• YOUR OBJECTIVE:
Which lines of the records below contain the word "shorts"? Report each of those lines in full.

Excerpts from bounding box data
▬▬▬
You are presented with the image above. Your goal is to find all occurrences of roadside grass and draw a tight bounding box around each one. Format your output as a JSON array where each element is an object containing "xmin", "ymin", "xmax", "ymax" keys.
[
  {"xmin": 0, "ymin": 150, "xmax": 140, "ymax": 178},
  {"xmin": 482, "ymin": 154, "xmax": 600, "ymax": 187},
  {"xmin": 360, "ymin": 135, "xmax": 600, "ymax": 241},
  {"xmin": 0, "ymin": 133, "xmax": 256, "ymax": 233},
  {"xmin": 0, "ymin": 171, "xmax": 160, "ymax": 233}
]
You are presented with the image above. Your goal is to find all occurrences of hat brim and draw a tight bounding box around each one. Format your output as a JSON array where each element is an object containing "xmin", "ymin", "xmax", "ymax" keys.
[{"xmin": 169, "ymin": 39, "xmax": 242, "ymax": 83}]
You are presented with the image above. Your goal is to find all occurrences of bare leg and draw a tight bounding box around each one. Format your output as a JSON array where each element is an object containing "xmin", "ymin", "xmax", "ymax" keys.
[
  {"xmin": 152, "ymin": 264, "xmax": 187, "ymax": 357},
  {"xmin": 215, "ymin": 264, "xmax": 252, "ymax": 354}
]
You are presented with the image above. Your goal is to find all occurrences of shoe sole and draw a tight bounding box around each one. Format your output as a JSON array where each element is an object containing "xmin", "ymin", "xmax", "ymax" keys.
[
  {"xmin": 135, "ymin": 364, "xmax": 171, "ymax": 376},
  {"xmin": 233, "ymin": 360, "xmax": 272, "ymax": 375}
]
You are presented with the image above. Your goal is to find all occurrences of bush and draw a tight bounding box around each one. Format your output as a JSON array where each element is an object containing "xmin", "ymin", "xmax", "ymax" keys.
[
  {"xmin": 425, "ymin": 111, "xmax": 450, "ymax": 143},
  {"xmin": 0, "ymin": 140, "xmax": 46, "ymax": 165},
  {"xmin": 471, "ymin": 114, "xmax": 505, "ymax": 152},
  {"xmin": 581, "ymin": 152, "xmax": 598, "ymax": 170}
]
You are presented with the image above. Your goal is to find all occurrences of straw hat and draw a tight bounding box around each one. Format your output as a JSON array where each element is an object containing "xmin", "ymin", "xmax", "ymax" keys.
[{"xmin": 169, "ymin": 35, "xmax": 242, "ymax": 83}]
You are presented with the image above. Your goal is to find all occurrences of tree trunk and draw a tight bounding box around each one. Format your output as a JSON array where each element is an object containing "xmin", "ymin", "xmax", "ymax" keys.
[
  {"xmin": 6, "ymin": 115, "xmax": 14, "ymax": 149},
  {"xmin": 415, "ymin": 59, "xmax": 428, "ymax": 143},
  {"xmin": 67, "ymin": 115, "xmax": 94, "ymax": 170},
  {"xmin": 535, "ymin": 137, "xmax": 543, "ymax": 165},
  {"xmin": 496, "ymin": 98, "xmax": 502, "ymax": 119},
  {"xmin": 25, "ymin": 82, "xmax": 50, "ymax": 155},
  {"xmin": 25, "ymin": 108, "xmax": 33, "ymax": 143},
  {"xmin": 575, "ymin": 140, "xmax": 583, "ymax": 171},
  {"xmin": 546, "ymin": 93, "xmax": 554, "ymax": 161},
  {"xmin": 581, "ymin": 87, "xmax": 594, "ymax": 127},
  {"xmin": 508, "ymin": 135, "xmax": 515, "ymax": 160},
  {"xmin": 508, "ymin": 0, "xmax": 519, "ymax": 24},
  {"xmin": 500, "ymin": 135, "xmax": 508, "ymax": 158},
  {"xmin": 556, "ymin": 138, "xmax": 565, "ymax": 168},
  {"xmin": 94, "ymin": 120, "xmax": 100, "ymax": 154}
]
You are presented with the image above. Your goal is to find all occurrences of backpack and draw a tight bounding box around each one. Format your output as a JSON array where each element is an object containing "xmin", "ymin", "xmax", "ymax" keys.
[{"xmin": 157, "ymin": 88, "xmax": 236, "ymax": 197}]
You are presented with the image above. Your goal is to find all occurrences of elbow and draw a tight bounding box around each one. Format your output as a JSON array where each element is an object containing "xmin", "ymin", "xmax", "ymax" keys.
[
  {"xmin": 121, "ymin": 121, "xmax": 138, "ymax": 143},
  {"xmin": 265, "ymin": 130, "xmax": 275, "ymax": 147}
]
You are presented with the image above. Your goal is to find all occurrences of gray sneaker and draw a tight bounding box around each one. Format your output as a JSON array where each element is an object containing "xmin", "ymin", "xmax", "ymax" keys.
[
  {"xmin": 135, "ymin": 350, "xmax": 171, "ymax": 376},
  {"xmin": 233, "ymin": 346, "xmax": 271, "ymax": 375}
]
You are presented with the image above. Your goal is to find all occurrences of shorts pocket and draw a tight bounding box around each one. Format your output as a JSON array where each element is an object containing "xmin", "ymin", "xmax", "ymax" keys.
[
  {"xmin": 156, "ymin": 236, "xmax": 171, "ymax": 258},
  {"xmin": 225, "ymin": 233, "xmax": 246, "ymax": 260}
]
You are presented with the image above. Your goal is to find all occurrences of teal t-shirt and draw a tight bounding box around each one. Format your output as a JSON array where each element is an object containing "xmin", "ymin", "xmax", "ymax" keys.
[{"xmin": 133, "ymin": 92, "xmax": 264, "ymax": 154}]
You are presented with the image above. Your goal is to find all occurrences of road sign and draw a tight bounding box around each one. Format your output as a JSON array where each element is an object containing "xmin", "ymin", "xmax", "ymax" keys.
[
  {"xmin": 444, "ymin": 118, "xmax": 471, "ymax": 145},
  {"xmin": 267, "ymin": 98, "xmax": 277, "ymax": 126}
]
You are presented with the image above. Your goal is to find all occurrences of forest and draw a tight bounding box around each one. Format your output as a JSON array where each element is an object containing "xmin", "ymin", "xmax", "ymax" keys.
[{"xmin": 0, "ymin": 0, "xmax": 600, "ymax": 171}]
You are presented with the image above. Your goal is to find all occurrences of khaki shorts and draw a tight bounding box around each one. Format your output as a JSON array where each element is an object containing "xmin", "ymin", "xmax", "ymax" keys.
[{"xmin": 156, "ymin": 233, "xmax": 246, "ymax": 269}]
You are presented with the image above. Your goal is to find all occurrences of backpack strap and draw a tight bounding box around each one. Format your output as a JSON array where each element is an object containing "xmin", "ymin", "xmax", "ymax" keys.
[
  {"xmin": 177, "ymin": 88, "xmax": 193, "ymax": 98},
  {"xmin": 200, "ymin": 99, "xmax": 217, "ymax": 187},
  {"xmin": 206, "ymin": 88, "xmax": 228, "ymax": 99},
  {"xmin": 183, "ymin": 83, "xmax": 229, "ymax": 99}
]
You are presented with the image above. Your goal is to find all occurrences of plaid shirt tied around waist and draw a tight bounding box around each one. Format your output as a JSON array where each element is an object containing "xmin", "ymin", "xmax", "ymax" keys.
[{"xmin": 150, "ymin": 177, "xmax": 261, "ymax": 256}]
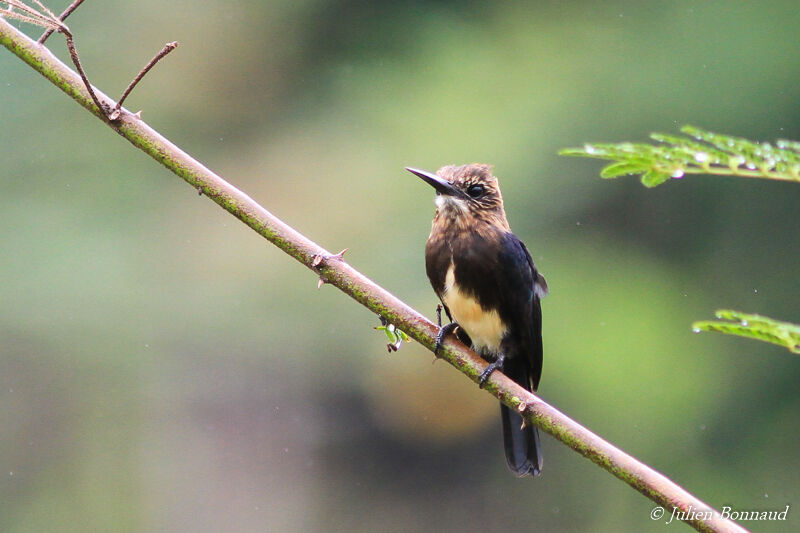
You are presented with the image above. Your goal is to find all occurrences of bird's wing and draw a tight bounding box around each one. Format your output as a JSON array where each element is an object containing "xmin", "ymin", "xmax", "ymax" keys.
[{"xmin": 498, "ymin": 233, "xmax": 547, "ymax": 390}]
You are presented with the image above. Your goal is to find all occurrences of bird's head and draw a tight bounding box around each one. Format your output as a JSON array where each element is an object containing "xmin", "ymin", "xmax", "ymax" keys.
[{"xmin": 406, "ymin": 163, "xmax": 508, "ymax": 228}]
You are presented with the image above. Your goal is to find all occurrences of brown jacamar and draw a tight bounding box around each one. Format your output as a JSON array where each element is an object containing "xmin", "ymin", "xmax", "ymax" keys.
[{"xmin": 407, "ymin": 164, "xmax": 547, "ymax": 476}]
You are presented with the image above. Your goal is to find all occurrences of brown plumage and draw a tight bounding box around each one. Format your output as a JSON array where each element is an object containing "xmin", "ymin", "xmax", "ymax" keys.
▬▬▬
• CORRECT OUTPUT:
You are presented with the image above. Your goal is to find all occurrences of shorts pocket and draw a tight bounding box around each one. Format your output as a JSON array where each element is an object containing "xmin", "ymin", "xmax", "ymax" keys.
You are presented with the image above. Your goal is to find all occurrences of khaki shorts and draw a tight bounding box around each one. Format your output as a JSON array where each element is an object containing "xmin", "ymin", "xmax", "ymax" keys.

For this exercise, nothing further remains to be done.